The GOP Can't Reach Beyond Its Base Without Confronting Its Hucksters

A new RNC report frets about its inability to reach people who don't already identify as partisan Republicans.
choir full reuters.jpg
Reuters

The Republican National Committee is finally acknowledging what dissidents on the right have warned about for years: "We have become expert in how to provide ideological reinforcement to like-minded people," a new report on reforming the GOP states, "but devastatingly we have lost the ability to be persuasive with, or welcoming to, those who do not agree with us on every issue."

This isn't a problem that the national party can solve on its own. Conservative principles and Republican policy ideas mostly reach the rank and file via mass media. But Fox News, most talk-radio hosts, most right-leaning websites, and even donor-driven organizations with communications shops, like the Heritage Foundation, aren't just "preaching to the choir" out of stubbornness.

It's their business strategy.

Surviving as an institution in the "telling conservatives what they want to hear" niche is a lot easier than doing so in the "attracting an ideologically diverse audience with quality content" niche. The part of the rank and file that watches Fox News, listens to Rush Limbaugh, or reads Breitbart.com as a primary information source doesn't demand content that would meet editorial standards at outlets like NPR or The New York Times, where the human tendency toward ideological bias is tempered by practices like addressing factual inaccuracies with corrections. Donors to the Heritage Foundation don't demand scholarship as rigorous as you find at Brookings.

### [Given records]
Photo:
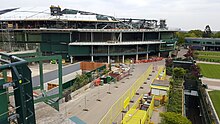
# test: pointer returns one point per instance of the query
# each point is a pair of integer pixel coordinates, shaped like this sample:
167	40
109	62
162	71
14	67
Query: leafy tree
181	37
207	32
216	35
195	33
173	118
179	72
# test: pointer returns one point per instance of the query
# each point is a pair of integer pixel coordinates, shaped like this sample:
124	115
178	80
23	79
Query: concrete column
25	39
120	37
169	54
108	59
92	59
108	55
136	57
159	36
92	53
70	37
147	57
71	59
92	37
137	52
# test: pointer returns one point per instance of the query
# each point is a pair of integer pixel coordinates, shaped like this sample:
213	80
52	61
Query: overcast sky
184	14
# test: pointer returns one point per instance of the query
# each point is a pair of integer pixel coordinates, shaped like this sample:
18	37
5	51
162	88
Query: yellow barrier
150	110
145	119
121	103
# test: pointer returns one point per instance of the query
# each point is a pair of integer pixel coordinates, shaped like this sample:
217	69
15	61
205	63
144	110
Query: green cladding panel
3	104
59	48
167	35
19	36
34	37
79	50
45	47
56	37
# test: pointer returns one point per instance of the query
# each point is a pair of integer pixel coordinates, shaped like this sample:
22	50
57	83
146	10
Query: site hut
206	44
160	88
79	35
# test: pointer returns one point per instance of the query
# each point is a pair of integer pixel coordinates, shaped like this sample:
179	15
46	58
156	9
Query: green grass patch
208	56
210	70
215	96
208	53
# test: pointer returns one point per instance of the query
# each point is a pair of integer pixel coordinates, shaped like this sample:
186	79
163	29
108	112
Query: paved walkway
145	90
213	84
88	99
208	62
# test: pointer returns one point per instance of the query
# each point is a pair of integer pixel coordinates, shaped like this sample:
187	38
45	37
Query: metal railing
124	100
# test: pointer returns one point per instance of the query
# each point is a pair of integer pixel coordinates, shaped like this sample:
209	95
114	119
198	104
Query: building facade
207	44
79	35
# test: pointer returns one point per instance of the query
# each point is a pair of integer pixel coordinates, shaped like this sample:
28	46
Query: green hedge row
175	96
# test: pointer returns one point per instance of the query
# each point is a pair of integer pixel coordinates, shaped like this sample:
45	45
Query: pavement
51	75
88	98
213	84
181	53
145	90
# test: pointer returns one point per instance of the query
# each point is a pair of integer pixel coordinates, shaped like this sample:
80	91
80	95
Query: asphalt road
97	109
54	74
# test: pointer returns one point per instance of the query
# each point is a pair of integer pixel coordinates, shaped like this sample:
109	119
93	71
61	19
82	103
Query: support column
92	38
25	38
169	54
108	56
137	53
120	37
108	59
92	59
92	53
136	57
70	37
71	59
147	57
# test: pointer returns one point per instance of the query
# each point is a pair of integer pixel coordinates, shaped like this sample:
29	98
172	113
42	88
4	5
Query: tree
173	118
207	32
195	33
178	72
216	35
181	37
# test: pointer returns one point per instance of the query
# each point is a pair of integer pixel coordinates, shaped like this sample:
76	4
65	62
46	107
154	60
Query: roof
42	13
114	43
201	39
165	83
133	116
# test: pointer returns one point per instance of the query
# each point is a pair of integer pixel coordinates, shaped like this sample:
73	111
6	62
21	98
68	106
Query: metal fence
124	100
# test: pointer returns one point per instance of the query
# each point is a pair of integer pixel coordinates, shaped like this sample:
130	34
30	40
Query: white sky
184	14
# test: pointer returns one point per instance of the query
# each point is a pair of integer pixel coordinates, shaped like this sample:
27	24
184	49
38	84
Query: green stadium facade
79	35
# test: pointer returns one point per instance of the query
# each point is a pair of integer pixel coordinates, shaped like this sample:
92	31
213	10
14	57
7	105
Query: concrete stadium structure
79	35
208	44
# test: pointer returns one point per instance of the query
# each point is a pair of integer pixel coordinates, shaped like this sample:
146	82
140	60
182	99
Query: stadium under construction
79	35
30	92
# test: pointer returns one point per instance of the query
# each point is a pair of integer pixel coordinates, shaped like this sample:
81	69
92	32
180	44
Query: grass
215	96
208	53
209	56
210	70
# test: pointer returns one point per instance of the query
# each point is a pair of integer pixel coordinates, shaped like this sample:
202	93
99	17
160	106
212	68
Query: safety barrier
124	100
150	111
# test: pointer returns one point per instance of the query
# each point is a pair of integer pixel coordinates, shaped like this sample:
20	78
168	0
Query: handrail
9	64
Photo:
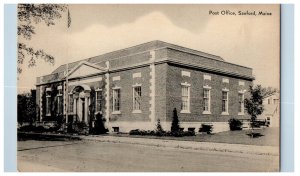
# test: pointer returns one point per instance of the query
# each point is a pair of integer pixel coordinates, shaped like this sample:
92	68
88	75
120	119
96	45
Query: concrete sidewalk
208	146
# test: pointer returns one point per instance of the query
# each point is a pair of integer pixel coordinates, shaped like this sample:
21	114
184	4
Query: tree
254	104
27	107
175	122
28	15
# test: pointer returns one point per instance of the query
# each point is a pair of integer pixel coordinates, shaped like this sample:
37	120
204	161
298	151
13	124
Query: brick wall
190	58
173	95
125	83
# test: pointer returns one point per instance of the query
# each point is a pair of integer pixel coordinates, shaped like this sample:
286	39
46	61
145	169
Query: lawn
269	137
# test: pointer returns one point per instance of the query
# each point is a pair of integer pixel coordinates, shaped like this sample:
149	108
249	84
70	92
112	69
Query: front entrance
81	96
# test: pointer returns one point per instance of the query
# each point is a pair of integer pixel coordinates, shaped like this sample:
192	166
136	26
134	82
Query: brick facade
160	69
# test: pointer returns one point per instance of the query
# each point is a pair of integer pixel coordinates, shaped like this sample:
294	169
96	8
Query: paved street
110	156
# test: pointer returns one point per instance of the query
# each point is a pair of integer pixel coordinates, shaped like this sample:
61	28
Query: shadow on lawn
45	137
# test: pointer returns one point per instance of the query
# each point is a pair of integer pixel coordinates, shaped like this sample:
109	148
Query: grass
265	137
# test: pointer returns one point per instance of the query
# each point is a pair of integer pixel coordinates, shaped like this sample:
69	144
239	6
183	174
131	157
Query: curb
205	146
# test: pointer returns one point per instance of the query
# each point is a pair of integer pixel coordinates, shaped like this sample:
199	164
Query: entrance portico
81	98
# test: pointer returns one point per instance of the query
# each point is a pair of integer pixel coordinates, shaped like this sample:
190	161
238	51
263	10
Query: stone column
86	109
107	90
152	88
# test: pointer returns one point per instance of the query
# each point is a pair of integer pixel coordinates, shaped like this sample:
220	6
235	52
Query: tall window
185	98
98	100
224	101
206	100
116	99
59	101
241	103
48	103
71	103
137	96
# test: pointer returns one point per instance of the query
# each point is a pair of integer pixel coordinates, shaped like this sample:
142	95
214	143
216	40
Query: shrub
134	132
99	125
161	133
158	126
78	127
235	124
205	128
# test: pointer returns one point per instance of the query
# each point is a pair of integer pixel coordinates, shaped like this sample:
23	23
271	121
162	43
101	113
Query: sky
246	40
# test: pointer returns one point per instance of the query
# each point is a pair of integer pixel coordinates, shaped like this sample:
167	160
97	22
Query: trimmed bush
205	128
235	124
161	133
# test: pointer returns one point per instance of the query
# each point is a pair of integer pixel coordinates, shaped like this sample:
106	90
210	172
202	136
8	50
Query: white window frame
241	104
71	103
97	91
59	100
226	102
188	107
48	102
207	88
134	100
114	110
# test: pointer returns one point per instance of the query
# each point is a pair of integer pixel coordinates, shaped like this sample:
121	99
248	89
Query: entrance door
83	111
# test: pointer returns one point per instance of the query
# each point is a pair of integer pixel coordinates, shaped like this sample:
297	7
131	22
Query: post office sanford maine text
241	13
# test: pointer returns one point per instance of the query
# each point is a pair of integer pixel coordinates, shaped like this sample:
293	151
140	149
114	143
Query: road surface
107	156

### [Request A]
In the article on the GOP's outreach problem, what does the writer call "preaching to the choir" by Fox News, talk-radio hosts, and similar outlets?
### [Request B]
Extend the article on the GOP's outreach problem past its final sentence.

### [Answer A]
Their business strategy.

### [Answer B]
In the early days of the blogosphere, intelligent conservative media critics could easily poke holes in the worst work produced at CBS, the newsweeklies, or the Howell Raines-era New York Times. Since then, a couple of things have happened. The Internet critics forced the "legacy media" to raise its game. Meanwhile, conservatives became less able to criticize the old foes with credibility, because the outlets conservatives started, whether The Drudge Report or Pajamas Media or Breitbart.com or The Daily Caller, while distinguishable from one another in their editorial standards, have never met the higher standards of This American Life or The New Yorker. You can't credibly express outrage at a rigorously reported, fact-checked, elegantly written David Remnick-commissioned article when you've just finished praising a James O'Keefe sting. 

As ever, there is talent on the right, though much of it is underemployed. I sometimes ponder starting a 501(c)3 called The Institute to Prevent Right-Wing Hackery just to make sure there's still sufficient incentive to sustain the intellectually honest folks who honorably labor in relative obscurity.  

The top notch essays at The Claremont Review of Books are celebrated less at National Review than Charles Krauthammer TV spots. Rising stars on the right are incentivized to waste time writing books like The Persecution of Sarah Palin. And even the old conservative chestnuts about race-baiting on the left ring hollow when Rush Limbaugh, the most popular entertainer in the conservative movement, has accused more people of racism in recent years than Al Sharpton, even as he willfully stokes racial anxiety by broadcasting monologues with commentary like, "It's Obama's America, is it not? Obama's America, white kids getting beat up on school buses now. You put your kids on a school bus, you expect safety but in Obama's America the white kids now get beat up with the black kids cheering, 'Yay, right on, right on, right on, right on,' and, of course, everybody says the white kid deserved it, he was born a racist, he's white."

In Autumn 1990, City Journal, the Manhattan Institute's right-leaning quarterly, published its first issue. At the time, crime was epidemic, America was pessimistic about its urban core, and many people thought of suburbs as the future.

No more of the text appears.